## START INFORMATION PROVIDED

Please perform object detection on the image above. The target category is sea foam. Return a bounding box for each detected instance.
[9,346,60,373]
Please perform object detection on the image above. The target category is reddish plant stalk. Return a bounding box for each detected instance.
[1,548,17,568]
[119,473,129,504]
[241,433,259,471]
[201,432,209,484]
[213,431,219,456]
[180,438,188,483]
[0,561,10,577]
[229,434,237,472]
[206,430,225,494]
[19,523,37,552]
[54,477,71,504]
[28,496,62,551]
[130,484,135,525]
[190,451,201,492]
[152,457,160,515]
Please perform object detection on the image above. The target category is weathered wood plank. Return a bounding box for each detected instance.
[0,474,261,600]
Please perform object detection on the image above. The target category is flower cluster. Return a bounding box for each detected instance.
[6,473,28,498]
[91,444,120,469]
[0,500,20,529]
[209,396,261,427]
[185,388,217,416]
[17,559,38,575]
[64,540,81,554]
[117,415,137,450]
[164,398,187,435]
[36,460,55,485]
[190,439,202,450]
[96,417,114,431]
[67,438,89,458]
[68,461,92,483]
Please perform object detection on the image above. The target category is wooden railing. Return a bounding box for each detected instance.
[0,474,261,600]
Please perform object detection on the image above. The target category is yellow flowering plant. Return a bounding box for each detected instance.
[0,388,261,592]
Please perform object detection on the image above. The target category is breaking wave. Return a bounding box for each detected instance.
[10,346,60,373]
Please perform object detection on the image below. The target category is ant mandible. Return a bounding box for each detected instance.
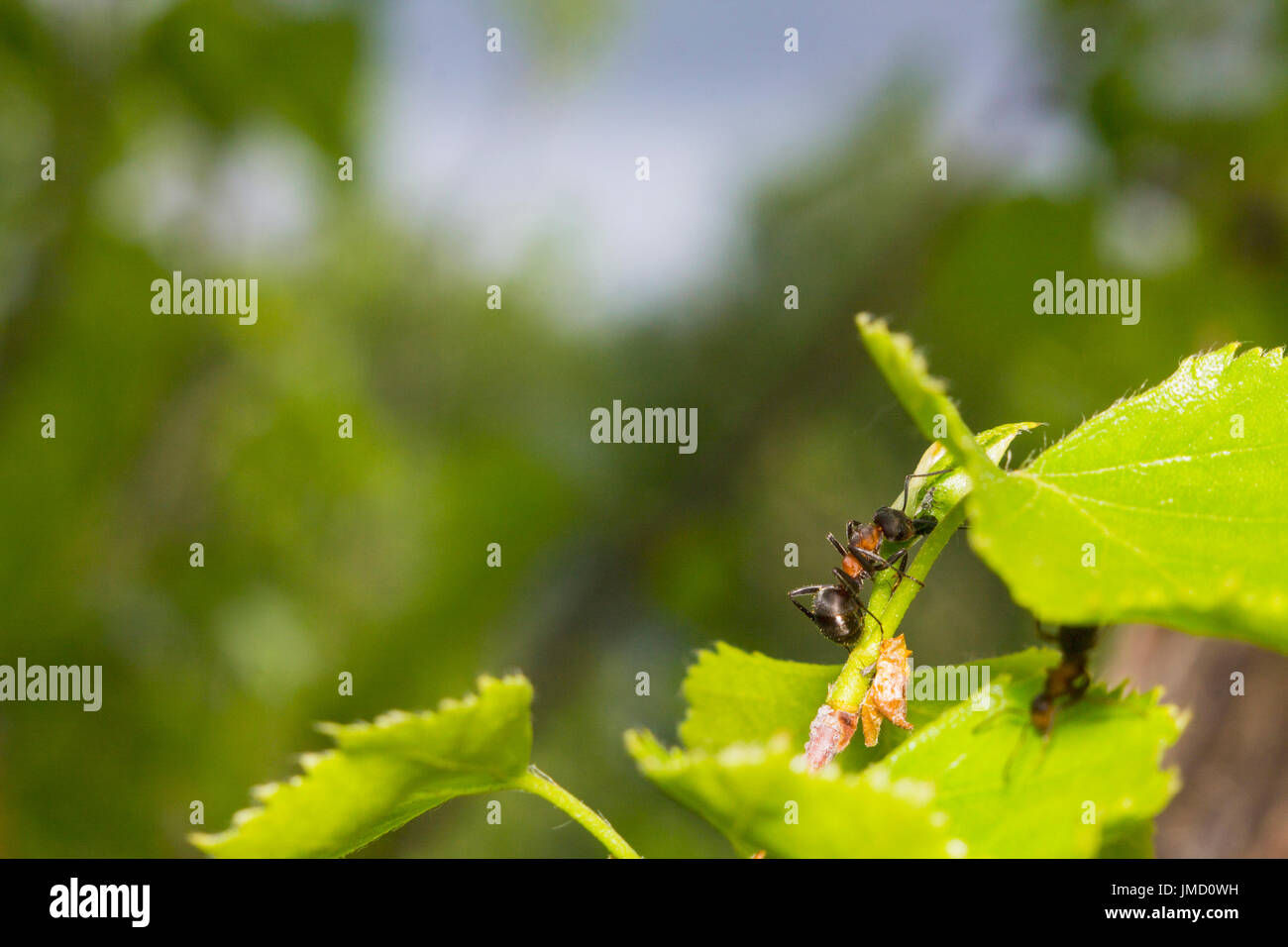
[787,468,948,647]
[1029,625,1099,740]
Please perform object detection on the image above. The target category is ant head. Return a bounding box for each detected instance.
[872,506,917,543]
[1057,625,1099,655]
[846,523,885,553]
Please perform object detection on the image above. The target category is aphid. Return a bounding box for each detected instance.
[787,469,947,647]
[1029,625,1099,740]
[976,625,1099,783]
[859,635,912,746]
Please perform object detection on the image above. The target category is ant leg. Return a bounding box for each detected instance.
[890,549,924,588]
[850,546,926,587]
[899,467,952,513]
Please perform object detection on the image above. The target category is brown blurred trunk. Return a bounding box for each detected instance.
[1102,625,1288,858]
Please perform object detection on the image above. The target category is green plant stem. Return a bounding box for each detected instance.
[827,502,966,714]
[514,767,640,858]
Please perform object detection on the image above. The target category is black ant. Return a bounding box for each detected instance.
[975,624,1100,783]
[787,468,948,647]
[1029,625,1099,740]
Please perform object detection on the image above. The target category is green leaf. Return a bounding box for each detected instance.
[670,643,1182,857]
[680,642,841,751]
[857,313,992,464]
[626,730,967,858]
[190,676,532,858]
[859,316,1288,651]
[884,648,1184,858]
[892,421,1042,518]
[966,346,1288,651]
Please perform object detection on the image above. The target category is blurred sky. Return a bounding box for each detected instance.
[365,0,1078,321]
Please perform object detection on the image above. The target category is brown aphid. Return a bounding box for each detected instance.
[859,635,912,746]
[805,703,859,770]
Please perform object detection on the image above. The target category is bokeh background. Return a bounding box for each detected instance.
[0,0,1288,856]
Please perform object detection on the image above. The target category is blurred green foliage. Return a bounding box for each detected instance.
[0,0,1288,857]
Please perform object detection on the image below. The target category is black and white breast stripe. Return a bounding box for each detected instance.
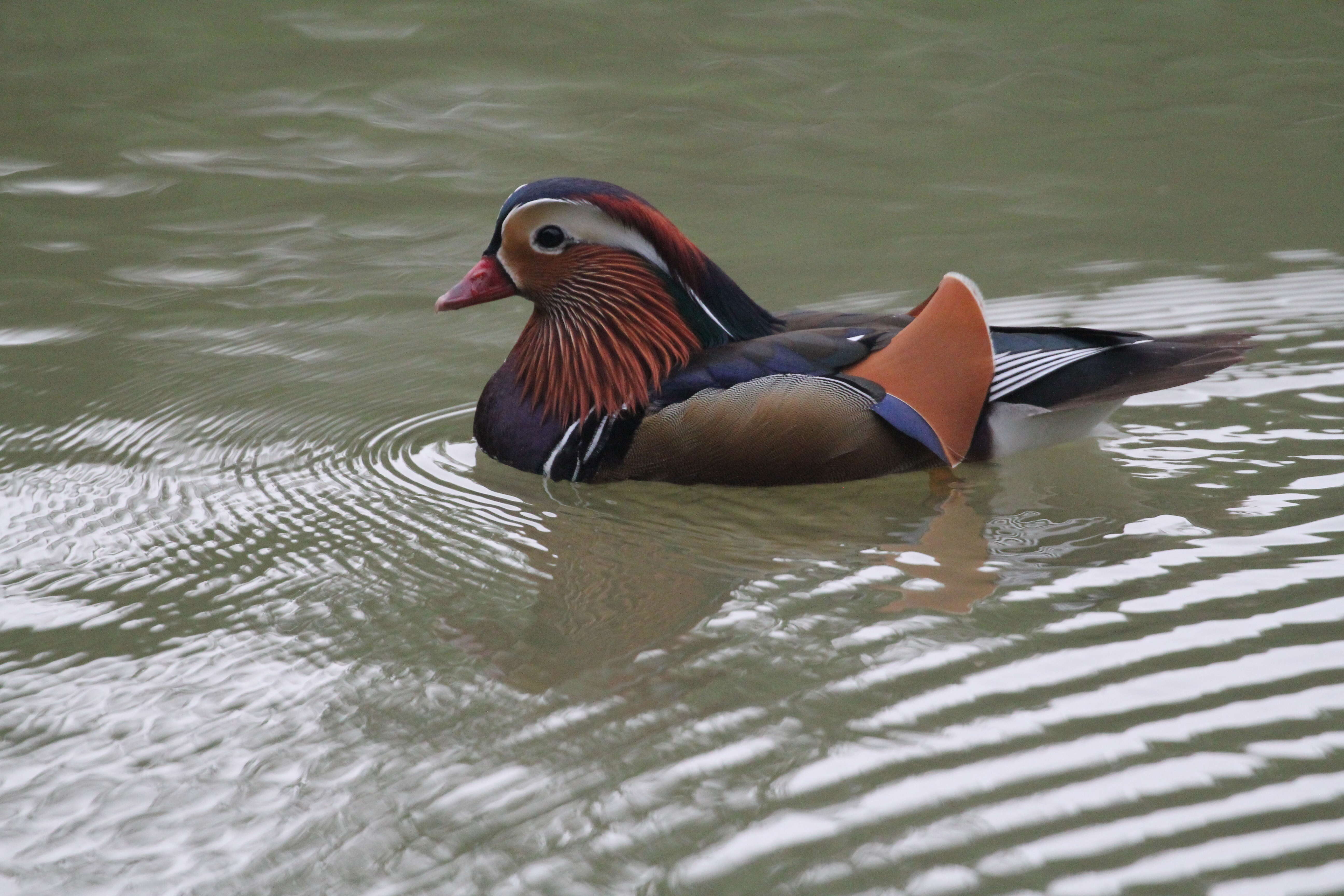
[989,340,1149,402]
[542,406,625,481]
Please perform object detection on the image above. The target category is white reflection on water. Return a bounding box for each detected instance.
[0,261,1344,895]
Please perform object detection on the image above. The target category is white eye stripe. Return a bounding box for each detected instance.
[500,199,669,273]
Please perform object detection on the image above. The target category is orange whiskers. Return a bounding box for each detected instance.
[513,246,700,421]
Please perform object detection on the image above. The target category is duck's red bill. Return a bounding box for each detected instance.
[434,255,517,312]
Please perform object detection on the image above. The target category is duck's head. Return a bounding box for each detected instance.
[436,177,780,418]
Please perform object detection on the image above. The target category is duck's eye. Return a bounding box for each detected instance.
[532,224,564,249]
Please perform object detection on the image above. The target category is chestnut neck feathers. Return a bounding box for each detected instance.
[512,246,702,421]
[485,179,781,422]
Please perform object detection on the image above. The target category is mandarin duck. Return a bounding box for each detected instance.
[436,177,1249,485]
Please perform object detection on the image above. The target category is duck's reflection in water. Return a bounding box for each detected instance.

## END INFORMATION PROVIDED

Reproduce every record above verbatim, leaving out the pictures.

Please perform object detection on the image above. The target category is sea foam. Return a bounding box for each detected instance.
[9,346,60,373]
Please perform object detection on the image above. The target category is reddish plant stalk. Return a bounding box for each detected instance.
[1,548,17,568]
[119,473,129,504]
[241,433,259,471]
[201,432,209,484]
[213,431,219,456]
[180,438,188,483]
[0,561,10,577]
[229,434,237,472]
[206,430,225,494]
[19,523,37,552]
[54,477,71,504]
[28,496,62,551]
[130,484,135,525]
[190,451,201,492]
[152,457,160,515]
Please perform object detection on the image above. The target category is weathered wood plank. Return a bounding box for each detected instance.
[0,474,261,600]
Please perform object detection on the image above. The target category is flower cluster. Return a bounding box for each detected instance.
[6,473,28,498]
[91,444,120,469]
[0,500,20,529]
[209,396,261,427]
[185,388,217,416]
[17,559,38,575]
[64,540,81,554]
[117,415,137,450]
[164,398,187,435]
[36,460,55,485]
[190,439,202,450]
[96,417,114,431]
[67,438,89,458]
[68,461,92,483]
Please perform object detection on the image above. The target category is wooden railing. Return a bounding box for each detected instance.
[0,474,261,600]
Please perform object detection on the image above. The target category is yellow flowering plant. Return a bounding box for each detected instance.
[0,388,261,592]
Please perform object detection on the image above. The target category is breaking wave. Return a bounding box for each detected instance.
[10,346,60,373]
Please perform object detection on the image below. The target category is ant mandible. Return a bounding box for each detected instance.
[787,468,948,647]
[1029,625,1099,740]
Please perform object detection on the image above. The target category is ant head. Return a bounding box for each detected instance.
[872,506,917,543]
[1057,625,1099,655]
[846,523,885,553]
Please perform object detection on the image above. The target category is aphid. Return a bounding box for each detected instance.
[787,469,947,647]
[1029,625,1099,740]
[976,625,1099,783]
[859,635,912,746]
Please perform object detection on the image above. The target category is ant leg. Return a bounding box for each detected instance.
[890,549,924,588]
[850,546,926,587]
[899,467,952,513]
Please perform object detection on the image above. The target category is brown blurred trunk. Return a bounding box for each detected instance.
[1102,625,1288,858]
Please perform object detection on the image above. The target category is green plant stem. Return a bounding box for each detected instance.
[827,502,966,714]
[514,767,640,858]
Please perform object detection on the image above. The target category is black ant. Return a bounding box for each detected instance.
[975,624,1100,783]
[787,468,948,647]
[1029,625,1099,740]
Please perform object detection on the image above. The target category is green leaf. Return a bounding box for each detected instance.
[670,643,1182,857]
[680,642,841,751]
[857,313,992,464]
[626,730,967,858]
[190,676,532,858]
[859,316,1288,651]
[884,648,1184,858]
[892,421,1042,518]
[966,346,1288,651]
Please perform object detection on the image above. The target category is blurred sky. Return a bounding box for each detected instance.
[365,0,1078,321]
Please perform object detection on the image above. The target category is brown aphid. Return a bounding box for each detected instance.
[859,635,912,746]
[805,703,859,770]
Please perform object detection on the image above. The target category is bokeh background. Return a bounding box for each detected instance.
[0,0,1288,856]
Please perform object detection on the image above. The target category is blurred green foliage. Return a bounding box for each detected instance.
[0,0,1288,857]
Please perform object detection on the image below. The target category is black and white breast stripe. Return a bounding box for each detected instance.
[989,340,1149,402]
[542,406,625,481]
Please perform object detection on the image above. The target category is white reflection on water. Return a bounding box for each detected instance.
[0,261,1344,895]
Please perform object detection on the image above. The target category is white eye stripe. Return a bounding box for each detected instance.
[500,199,669,273]
Please perform object detection on the image above. The target category is orange whiskers. Return a bounding box for each detected instance.
[513,246,700,421]
Please perform object detection on the image above. The target category is duck's red bill. Return a bounding box for each detected instance.
[434,255,517,312]
Please perform object detection on the image above. The target category is duck's head. Return a bounding box for each detected instance.
[436,177,780,418]
Please perform object detection on the image above. The target category is duck's eye. Return a bounding box for each detected instance.
[532,224,564,249]
Please perform object detection on the image above. The target category is chestnut neck feathers. Return a bounding box for each detected instance.
[512,246,702,421]
[485,179,781,422]
Please perform object detection on the image above. The target category is mandarin duck. Return a bounding box for each detected instance.
[436,177,1249,485]
Please perform object detection on the image above. The target category is duck's reflection in water. Return a bounding box for each detected instance.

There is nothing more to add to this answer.